WHAT TO WORK ON
Please find the lines in the following records that hold "bank", and copy them.

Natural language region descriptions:
►
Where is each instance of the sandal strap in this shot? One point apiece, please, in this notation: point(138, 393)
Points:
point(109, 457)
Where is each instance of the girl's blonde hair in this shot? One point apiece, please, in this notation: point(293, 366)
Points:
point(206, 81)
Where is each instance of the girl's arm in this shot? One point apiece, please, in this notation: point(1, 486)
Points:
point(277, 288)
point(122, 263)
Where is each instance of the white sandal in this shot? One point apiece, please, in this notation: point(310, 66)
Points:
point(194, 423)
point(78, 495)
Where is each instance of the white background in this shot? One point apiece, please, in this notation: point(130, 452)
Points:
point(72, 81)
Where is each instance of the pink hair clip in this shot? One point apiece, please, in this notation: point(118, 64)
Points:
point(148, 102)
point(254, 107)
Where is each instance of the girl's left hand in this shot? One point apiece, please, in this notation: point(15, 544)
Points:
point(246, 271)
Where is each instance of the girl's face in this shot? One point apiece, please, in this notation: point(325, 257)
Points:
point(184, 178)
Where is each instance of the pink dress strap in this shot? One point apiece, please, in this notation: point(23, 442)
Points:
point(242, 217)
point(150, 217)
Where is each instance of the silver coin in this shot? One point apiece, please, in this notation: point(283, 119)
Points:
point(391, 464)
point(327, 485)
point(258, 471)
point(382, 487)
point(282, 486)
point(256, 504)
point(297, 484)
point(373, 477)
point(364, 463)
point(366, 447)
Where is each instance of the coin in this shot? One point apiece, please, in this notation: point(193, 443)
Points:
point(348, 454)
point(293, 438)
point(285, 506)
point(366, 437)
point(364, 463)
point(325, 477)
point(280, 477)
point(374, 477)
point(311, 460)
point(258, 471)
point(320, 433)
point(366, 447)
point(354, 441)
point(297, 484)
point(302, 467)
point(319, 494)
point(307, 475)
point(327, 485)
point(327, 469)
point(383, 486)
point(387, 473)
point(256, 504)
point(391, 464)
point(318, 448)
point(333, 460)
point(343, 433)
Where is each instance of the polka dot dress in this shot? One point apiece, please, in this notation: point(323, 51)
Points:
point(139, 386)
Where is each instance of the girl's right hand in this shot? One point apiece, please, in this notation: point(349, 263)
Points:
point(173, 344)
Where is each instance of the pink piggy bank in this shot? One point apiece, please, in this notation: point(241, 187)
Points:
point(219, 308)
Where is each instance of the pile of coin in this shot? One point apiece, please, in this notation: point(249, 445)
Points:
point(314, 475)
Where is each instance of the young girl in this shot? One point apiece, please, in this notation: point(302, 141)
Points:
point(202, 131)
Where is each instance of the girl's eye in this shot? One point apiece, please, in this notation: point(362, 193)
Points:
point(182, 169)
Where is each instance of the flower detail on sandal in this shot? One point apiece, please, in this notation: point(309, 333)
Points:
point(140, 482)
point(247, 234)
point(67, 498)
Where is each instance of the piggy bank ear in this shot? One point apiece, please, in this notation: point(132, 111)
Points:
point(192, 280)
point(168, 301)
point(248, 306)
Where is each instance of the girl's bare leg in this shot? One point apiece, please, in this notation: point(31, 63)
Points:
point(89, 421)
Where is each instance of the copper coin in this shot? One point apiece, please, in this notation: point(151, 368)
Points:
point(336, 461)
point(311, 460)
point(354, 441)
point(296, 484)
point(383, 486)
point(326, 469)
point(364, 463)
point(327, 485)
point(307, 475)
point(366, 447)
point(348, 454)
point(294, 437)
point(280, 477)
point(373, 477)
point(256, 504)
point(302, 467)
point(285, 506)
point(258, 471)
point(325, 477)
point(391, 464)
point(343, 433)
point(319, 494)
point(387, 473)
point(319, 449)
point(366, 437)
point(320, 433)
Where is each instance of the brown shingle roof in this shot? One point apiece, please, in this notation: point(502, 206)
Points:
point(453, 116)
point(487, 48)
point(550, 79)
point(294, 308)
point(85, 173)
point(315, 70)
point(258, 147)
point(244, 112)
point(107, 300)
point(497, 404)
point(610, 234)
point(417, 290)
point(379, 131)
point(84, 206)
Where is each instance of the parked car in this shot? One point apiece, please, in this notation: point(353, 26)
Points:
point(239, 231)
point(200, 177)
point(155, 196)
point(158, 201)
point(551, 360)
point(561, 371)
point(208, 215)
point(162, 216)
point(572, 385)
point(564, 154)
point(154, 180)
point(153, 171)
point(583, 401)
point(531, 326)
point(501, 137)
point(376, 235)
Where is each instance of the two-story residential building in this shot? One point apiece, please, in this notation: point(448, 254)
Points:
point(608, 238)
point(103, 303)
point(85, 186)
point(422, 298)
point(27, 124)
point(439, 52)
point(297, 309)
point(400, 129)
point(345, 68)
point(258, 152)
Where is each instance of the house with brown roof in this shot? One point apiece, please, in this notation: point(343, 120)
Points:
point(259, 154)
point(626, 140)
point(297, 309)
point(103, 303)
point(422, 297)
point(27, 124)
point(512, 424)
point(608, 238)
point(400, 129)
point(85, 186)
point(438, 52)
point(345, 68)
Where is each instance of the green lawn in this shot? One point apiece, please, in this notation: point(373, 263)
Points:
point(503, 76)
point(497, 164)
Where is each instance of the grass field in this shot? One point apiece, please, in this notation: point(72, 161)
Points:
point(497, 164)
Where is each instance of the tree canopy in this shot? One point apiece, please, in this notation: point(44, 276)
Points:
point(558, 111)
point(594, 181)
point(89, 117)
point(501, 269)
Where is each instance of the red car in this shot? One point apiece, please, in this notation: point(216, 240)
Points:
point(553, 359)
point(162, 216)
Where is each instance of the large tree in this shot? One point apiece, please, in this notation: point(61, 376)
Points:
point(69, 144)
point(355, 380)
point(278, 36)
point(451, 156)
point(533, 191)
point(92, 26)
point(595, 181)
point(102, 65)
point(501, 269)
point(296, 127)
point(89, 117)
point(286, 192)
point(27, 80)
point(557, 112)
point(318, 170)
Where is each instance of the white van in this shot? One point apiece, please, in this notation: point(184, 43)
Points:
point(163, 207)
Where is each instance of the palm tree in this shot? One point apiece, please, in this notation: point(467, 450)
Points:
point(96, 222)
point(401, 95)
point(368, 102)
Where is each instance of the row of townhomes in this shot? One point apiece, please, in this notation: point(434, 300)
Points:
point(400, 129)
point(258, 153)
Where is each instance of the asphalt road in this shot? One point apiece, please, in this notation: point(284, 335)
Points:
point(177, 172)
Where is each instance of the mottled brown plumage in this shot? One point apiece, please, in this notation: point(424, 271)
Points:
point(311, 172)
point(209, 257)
◄
SOLUTION TO THIS TASK
Where is each instance of the pink piggy bank in this shot? One point apiece, please, in this notation: point(241, 187)
Where is each instance of the piggy bank ear in this shot? One point apiece, please, in this notation: point(132, 111)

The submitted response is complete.